** BEGIN Material provided **

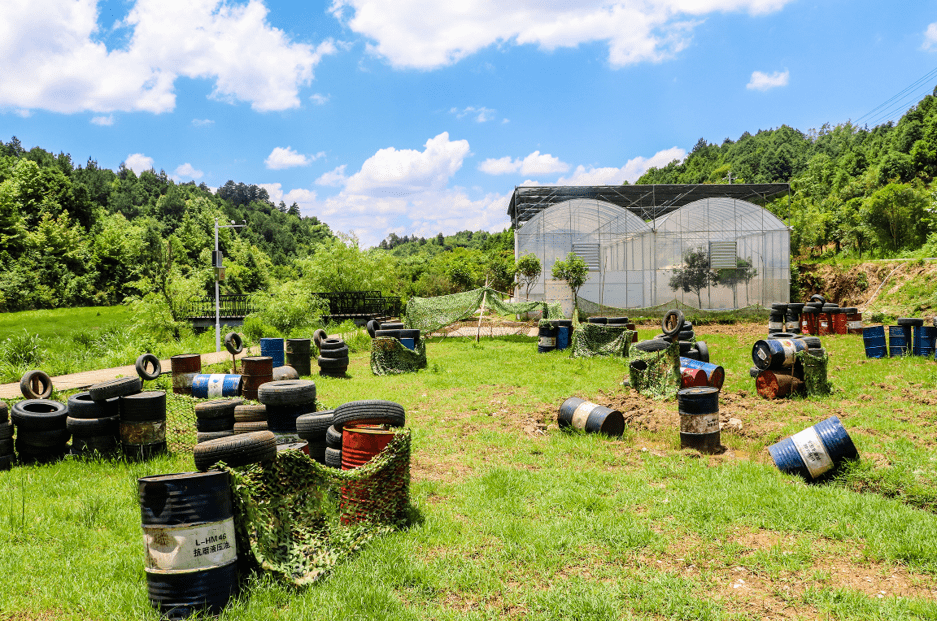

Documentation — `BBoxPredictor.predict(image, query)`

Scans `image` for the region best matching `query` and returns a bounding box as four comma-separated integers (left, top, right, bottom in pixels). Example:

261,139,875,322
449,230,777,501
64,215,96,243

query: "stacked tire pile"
257,380,316,434
232,403,268,435
10,399,71,464
324,400,406,470
633,310,709,362
296,410,341,464
0,401,16,471
195,399,244,443
65,391,120,456
316,333,348,377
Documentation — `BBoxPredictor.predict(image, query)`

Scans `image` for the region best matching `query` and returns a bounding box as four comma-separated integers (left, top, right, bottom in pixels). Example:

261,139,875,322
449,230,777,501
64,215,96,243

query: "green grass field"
0,325,937,621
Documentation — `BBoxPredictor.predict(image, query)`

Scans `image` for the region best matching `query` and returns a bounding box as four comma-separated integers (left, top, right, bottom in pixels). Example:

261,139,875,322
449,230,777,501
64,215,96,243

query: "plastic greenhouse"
508,184,790,309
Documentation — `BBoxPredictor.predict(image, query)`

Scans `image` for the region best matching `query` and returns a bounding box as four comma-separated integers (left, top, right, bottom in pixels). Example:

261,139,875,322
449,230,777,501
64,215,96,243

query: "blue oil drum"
537,324,557,354
862,326,888,358
680,356,726,389
192,373,242,399
888,326,911,358
768,416,859,481
752,339,807,371
260,338,284,368
911,326,937,357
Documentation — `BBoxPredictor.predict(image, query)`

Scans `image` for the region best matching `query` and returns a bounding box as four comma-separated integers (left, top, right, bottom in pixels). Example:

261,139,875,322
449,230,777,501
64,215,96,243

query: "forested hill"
637,90,937,257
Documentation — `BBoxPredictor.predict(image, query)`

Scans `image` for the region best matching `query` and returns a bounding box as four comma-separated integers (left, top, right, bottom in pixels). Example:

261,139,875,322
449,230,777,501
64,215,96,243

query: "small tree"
553,252,589,314
514,253,543,300
670,248,718,308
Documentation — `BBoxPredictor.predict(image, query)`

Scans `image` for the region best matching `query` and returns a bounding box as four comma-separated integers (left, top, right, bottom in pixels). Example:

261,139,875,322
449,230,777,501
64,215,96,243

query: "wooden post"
475,278,488,343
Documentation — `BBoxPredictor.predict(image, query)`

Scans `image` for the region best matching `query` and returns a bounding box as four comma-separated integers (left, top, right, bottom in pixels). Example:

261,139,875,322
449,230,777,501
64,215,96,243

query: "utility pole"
212,218,247,351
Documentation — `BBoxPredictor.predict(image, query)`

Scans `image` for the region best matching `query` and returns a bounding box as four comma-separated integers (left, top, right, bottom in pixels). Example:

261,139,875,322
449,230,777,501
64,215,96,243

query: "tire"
319,345,348,360
192,431,277,472
325,446,342,469
325,425,342,449
374,329,400,339
631,339,670,352
68,391,114,418
660,309,684,336
16,429,72,450
319,337,345,353
333,399,406,429
224,332,244,356
296,410,334,442
257,380,316,406
195,399,244,420
195,429,235,444
10,399,68,428
273,364,299,382
232,420,268,434
20,371,52,399
195,416,234,431
317,356,348,369
234,404,267,423
65,416,120,436
133,353,163,380
120,390,166,423
88,377,143,401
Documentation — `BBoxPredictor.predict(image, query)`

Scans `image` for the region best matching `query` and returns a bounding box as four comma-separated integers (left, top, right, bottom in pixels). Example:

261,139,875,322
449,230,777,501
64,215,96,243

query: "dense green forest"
0,90,937,315
638,89,937,259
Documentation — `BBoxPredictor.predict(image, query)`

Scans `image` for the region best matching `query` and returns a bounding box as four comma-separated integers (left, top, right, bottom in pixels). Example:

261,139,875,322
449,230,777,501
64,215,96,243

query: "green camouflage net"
794,350,833,397
371,336,426,375
579,298,770,321
569,323,635,358
404,287,563,334
221,429,410,587
628,342,680,399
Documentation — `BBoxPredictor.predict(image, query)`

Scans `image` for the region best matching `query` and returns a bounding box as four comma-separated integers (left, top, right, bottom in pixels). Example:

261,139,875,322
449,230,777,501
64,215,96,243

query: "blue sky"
0,0,937,246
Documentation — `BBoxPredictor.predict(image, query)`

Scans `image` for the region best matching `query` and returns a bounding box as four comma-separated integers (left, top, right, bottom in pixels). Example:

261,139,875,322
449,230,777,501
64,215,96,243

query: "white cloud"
0,0,336,113
264,147,323,170
124,153,153,175
172,162,205,181
921,22,937,50
330,0,792,69
449,106,495,123
478,151,569,175
552,147,686,185
745,69,791,91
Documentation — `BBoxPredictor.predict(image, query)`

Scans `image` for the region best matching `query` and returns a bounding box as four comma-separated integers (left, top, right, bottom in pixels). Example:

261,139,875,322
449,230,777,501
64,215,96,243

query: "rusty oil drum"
677,386,722,453
340,424,410,524
169,354,202,396
241,356,273,400
137,471,237,618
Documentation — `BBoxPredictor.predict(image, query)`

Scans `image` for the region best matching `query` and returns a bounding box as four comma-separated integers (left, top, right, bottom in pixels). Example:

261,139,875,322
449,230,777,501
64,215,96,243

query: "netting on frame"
225,429,410,587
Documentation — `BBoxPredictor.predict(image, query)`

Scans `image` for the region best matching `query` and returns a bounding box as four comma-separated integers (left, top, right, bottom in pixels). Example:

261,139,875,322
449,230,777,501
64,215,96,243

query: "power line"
855,67,937,126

** END Material provided **

Take the lines from the start of the rows through the line that contains "0,325,937,621" and arrange them as a JSON list of strings, one string per line. Omit blank lines and leave the pictures out.

[
  "Documentation — `BBoxPredictor.predict(image, query)`",
  "Scans `image` for the region best matching `query` and returns a bounding box as four comma-separated integers (left, top, right, bottom in pixels). Example:",
  "261,139,875,322",
  "449,230,777,501",
  "64,215,96,243",
  "query: \"stacked tire pile\"",
  "257,380,316,434",
  "232,403,268,435",
  "10,399,71,464",
  "324,400,406,470",
  "633,310,709,362",
  "296,410,341,464",
  "0,401,16,471",
  "195,399,244,443",
  "65,391,120,456",
  "316,333,348,377",
  "Documentation — `BBoxPredictor.predict(image, query)`",
  "Scans `image` for the region best matching `query` and returns a bounding box as four comma-separated integers (left, top, right, bottom in pixels). Example:",
  "261,139,875,322",
  "449,230,777,501",
  "64,215,96,243",
  "query: \"green grass field\"",
  "0,325,937,621"
]